Could you retype all of the data below exactly as given?

************

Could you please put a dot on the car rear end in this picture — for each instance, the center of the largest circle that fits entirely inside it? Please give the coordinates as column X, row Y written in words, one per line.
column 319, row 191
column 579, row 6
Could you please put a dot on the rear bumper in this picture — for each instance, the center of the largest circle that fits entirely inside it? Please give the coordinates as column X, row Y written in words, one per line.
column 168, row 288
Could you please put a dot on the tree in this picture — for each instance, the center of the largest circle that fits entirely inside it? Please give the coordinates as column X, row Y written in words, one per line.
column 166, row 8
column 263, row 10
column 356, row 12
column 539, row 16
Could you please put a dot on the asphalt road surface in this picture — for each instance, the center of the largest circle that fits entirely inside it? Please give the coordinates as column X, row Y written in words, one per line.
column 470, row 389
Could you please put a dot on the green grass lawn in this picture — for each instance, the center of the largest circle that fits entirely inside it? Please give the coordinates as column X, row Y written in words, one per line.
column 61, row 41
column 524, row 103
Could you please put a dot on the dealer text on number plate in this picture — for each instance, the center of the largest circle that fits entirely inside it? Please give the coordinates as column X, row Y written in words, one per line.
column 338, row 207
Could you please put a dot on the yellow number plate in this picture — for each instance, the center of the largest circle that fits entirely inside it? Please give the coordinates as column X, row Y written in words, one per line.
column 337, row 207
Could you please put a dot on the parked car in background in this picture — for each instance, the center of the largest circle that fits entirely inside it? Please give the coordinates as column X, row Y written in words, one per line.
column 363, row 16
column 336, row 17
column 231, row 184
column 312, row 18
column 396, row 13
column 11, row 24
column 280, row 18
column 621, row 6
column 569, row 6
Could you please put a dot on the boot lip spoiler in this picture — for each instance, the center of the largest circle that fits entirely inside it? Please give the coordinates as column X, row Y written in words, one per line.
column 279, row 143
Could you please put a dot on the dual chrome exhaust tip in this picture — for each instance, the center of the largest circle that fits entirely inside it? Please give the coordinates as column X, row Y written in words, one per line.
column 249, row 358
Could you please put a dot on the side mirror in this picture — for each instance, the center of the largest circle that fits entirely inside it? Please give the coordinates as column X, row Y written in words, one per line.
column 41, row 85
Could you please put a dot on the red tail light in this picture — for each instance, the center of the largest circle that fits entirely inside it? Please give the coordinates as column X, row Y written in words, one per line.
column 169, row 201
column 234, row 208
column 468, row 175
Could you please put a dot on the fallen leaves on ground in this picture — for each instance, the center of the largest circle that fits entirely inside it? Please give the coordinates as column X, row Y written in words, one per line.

************

Expected answer:
Could you please put a dot on the car rear end in this picture — for each instance, the center of the largest circle that fits entirely inside it? Please give the coordinates as column X, row Y written in words, one per line.
column 319, row 191
column 579, row 6
Could you please put a dot on the rear bumper in this picture — for each instance, the center of the largest circle that fits entirely inside it? Please give the coordinates as column X, row Y written in words, one per line.
column 168, row 288
Could you please put a dot on the tree in this picture — for each instance, the center of the largest circle that fits entirely inside it? Please give the coordinates as column X, row Y written in words, one per line.
column 166, row 8
column 263, row 10
column 356, row 12
column 539, row 16
Could you please put a dot on the asphalt road surface in this picture — for each instance, the center of the largest circle that fits entirely inside it? Please give the coordinates as column X, row Y written in words, one per line.
column 470, row 389
Could you please put a dot on the green grass lawn in this picture — for each instance, the center of the largest circle that fits entirely inside it? Please give the coordinates as column X, row Y written in words, one per line.
column 61, row 41
column 524, row 103
Could you please put a dot on the dealer text on number plate in this picture — for each instance, the center of the largest circle that fits entirely inside it? Please give the coordinates as column X, row Y written in words, one per line.
column 338, row 207
Could you please put a dot on the yellow number plate in this picture — for each instance, the center of the largest circle that fits entirely inside it? Please give the coordinates as column X, row Y written in words, one per line.
column 337, row 207
Could you please put a dot on the parked car in background in this picture — for each instance, the center of the largest circle that fits entirely inside it? Please give the coordinates as column X, row Y written in words, one per line.
column 363, row 16
column 336, row 17
column 231, row 184
column 312, row 18
column 396, row 13
column 11, row 24
column 280, row 18
column 621, row 6
column 569, row 6
Could you please put a dot on the boot lip spoiler in this picture — for each instance, the center of the largest circle that fits entirely inside it? Please give the coordinates as column X, row Y written in words, one per line.
column 279, row 143
Could you please put a dot on the dual chrome exhaust tip in this picture — for each instance, the center of the largest circle that fits entirely inside it? Please give the coordinates as column X, row Y written in words, one per line.
column 249, row 358
Could you please put a dot on the side mirror in this picture — for each instance, the center of the largest circle that fits entirely inside it? Please give the coordinates as column X, row Y written in words, one per line.
column 41, row 85
Could you please put a dot on the red tail light in this picture — for each instance, the center of the largest circle that fits entirely inside it? Please give the coordinates as column X, row Y written in words, one per line.
column 169, row 201
column 234, row 208
column 468, row 175
Could you please put a dot on the fallen leaves on ground in this picture — for each instance, the center of the largest circle that fits entirely inside it? Please give the coordinates as column X, row Y written in words, one per line.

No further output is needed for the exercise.